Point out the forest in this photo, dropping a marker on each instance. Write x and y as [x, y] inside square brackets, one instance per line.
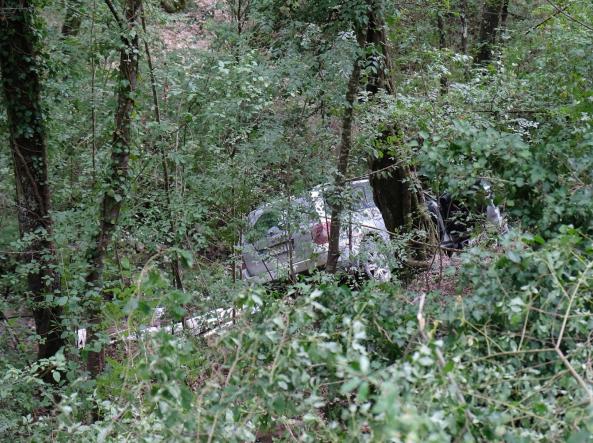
[296, 220]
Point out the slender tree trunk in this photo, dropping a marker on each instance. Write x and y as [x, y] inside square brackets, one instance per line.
[504, 15]
[378, 40]
[333, 253]
[175, 263]
[117, 183]
[73, 18]
[463, 23]
[21, 86]
[396, 190]
[488, 27]
[444, 81]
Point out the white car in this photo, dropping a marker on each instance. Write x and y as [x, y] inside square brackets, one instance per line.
[290, 237]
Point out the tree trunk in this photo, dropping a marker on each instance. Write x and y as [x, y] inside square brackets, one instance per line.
[504, 15]
[396, 190]
[463, 23]
[444, 81]
[21, 85]
[118, 180]
[73, 18]
[397, 194]
[488, 27]
[333, 253]
[378, 40]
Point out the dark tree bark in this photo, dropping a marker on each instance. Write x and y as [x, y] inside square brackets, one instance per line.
[488, 27]
[396, 190]
[73, 18]
[504, 15]
[22, 90]
[444, 81]
[378, 40]
[464, 28]
[333, 253]
[117, 182]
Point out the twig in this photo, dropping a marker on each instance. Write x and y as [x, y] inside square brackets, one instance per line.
[561, 355]
[570, 17]
[115, 14]
[547, 19]
[441, 359]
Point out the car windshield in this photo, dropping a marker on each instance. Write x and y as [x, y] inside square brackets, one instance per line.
[362, 196]
[268, 224]
[280, 218]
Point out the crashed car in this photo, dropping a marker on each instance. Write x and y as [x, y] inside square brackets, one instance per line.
[292, 238]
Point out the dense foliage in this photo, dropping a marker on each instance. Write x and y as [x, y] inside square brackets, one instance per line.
[242, 104]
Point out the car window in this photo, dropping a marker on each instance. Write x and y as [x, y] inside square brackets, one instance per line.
[268, 224]
[362, 196]
[357, 197]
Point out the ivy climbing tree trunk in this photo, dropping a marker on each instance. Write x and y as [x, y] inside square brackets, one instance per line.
[20, 72]
[73, 18]
[488, 27]
[396, 189]
[118, 181]
[333, 253]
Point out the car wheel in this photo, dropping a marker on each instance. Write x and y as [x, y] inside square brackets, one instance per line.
[374, 263]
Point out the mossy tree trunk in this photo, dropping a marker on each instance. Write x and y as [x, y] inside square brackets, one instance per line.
[118, 181]
[396, 189]
[73, 18]
[20, 78]
[488, 28]
[333, 253]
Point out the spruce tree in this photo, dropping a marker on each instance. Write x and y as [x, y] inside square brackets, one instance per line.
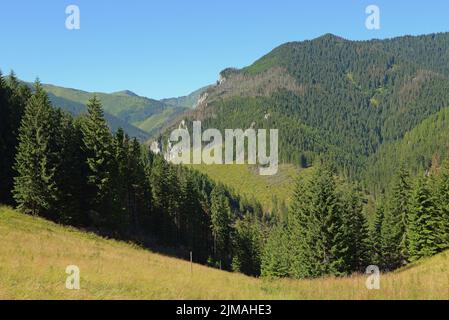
[394, 235]
[442, 203]
[34, 186]
[356, 231]
[276, 254]
[247, 246]
[97, 143]
[13, 98]
[319, 232]
[221, 225]
[376, 235]
[422, 238]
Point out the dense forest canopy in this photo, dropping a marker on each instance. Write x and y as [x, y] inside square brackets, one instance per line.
[368, 117]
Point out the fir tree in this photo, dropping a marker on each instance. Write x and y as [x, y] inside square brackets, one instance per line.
[97, 143]
[376, 236]
[221, 225]
[34, 186]
[394, 235]
[422, 238]
[442, 202]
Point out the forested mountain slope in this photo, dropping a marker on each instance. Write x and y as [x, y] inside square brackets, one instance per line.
[130, 109]
[333, 98]
[35, 254]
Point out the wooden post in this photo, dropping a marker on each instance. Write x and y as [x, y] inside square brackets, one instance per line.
[191, 262]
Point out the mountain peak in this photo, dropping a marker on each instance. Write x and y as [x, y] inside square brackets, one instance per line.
[330, 37]
[126, 93]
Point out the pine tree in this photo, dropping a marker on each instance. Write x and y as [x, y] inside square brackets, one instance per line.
[221, 225]
[276, 254]
[394, 235]
[356, 231]
[247, 246]
[13, 98]
[97, 143]
[34, 186]
[319, 231]
[442, 202]
[376, 236]
[422, 238]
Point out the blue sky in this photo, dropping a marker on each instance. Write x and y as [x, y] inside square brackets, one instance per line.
[171, 47]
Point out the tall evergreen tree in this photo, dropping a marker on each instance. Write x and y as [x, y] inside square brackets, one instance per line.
[376, 236]
[356, 230]
[322, 243]
[394, 235]
[442, 203]
[276, 254]
[221, 225]
[35, 186]
[97, 143]
[422, 238]
[13, 98]
[247, 246]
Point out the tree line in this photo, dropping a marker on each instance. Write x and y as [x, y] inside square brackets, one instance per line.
[76, 171]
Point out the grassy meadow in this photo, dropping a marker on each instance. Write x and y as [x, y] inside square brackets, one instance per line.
[34, 254]
[245, 180]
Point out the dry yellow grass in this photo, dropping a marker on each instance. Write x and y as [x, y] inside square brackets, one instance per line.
[34, 254]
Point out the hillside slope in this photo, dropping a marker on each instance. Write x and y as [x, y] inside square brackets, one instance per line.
[130, 109]
[333, 98]
[35, 253]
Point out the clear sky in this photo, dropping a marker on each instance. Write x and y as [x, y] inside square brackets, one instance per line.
[165, 48]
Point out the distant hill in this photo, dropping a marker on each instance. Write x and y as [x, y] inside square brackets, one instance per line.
[35, 253]
[114, 122]
[124, 105]
[333, 98]
[188, 101]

**Description of the task**. Everything from the line containing "Point out the mountain" through the last line of the records must be given again exactly; leave out all other lines.

**Solved exercise**.
Point out the mountain peak in this photo, dropping a marker on each instance. Write x and y as [x, y] inside square brackets, one instance per line.
[330, 37]
[126, 93]
Point out the pine tree in this photo, dropping a marker on each instance. Write x and y as [x, y] inside square brackets, one instance per line.
[221, 225]
[276, 254]
[394, 235]
[356, 231]
[247, 246]
[13, 98]
[97, 143]
[34, 186]
[319, 231]
[442, 202]
[376, 236]
[422, 238]
Point out the blue sky in this photo, dropping a marker on each instance. Write x and y as [x, y] inside square brackets, one instance per line.
[171, 47]
Point out the tall evergreen tree in this photo, dropping a marker on each instance. Write x and y as [x, y] inside square brackets, one instance per line.
[376, 236]
[356, 230]
[322, 243]
[394, 235]
[442, 203]
[276, 254]
[221, 225]
[35, 186]
[97, 143]
[422, 238]
[13, 98]
[247, 246]
Point out the tree line in this photo, dropping a marker on each instance. Write x and y as [x, y] inside square brackets, one instance per line.
[76, 171]
Point out the grassy meadow in this photo, dropping a marker on each instance. Write x and y as [x, y] inside square brackets, one instance per line.
[34, 254]
[245, 180]
Point out the dry yellow grass in this photo, dropping a marker on each instance. Write x and y as [x, y] inside square brackets, one instance per line.
[34, 254]
Point out the hillside slope in this photo, dropping a marker on each instance. Write x and y as [x, y] inside square brackets, one instance per line.
[130, 109]
[333, 98]
[35, 253]
Point out the clear sky in this photo, dropping a marker on each instance. Write x and y as [x, y] inside square brackets, one instance per line.
[165, 48]
Point out the distant hill in this photo, dropping a marker on each instance. Write x and y as [x, y] inside square brackets, one instance per line.
[35, 253]
[114, 122]
[124, 105]
[333, 98]
[188, 101]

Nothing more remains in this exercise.